TASKS:
• A. List the household roles in the excerpt on dressing that help Henry VIII get dressed or handle his clothes.
• B. Please summarize the excerpt on dressing in two sentences.
• C. According to the excerpt on dressing, on what date did Francis I appear unexpectedly in Henry VIII's bedchamber?

EXCERPT Block Start

Generally speaking, though, to have visible underwear is regrettable. A young French housewife was addressed in the closing years of the fourteenth century in the advice book Le Ménagier de Paris. She was commanded to cover up carefully:
be mindful that the collar of your shift, or your camisole, or of your robe or surcoat does not slip out one over the other, as happens with drunken, foolish, or ignorant women.
Yet to receive someone while imperfectly dressed can even mean that you respect them greatly, and the supremely self-confident Winston Churchill would famously chat to his staff while naked in his bath. On the morning of 17 June 1520, during the conference near Calais being held to celebrate their friendship, Francis I of France appeared unexpectedly in Henry VIII’s bedchamber. He personally handed the English king his shirt as a sign of the close intimacy between the nations of England and France. (This tactful gesture was necessary because Francis had defeated Henry in a bout of wrestling a few days previously, and his brother king was in a royal sulk.)
In Henry VIII’s case, it was usually an Esquire of the Body who would help the king into his shirt in the privacy of his bedchamber. Henry would emerge ‘loosely dressed’ and enter his privy chamber, a more public room, next door. Here, his Yeomen of the Wardrobe would have his outer clothes ready, and his Grooms would hand them to the more senior Gentlemen of the bedchamber. It was this latter group who would actually dress the king. The Grooms were warned to handle the king’s garments with great reverence, and not to ‘lay hands upon the royal person, or intermeddle with dressing’, except to warm clothes before the fire.

EXCERPT Block End
RECORDS PROVIDED Block Start

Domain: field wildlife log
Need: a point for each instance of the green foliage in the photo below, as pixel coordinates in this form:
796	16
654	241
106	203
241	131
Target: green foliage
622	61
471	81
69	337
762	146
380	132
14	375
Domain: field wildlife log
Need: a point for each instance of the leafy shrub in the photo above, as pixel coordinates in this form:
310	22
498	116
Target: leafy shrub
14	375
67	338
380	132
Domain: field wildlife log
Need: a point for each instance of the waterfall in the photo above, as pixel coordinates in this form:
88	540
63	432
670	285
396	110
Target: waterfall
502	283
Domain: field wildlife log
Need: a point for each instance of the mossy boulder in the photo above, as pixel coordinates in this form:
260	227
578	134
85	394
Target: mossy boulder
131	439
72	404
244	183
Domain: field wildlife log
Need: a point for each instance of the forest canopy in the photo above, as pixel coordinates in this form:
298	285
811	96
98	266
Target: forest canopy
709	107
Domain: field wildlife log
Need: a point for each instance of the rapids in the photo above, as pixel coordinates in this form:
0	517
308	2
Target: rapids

RECORDS PROVIDED Block End

TASK RESPONSES:
• A.
- Esquire of the Body
- Yeomen of the Wardrobe
- Grooms
- Gentlemen of the bedchamber

• B. Visible underwear was generally regrettable, and a fourteenth-century advice book told a young French housewife to keep the collars of her garments from slipping out. Yet receiving someone while imperfectly dressed could signal great respect, as when Francis I handed Henry VIII his shirt, and Henry was normally dressed by a set order of household servants.

• C. The morning of 17 June 1520.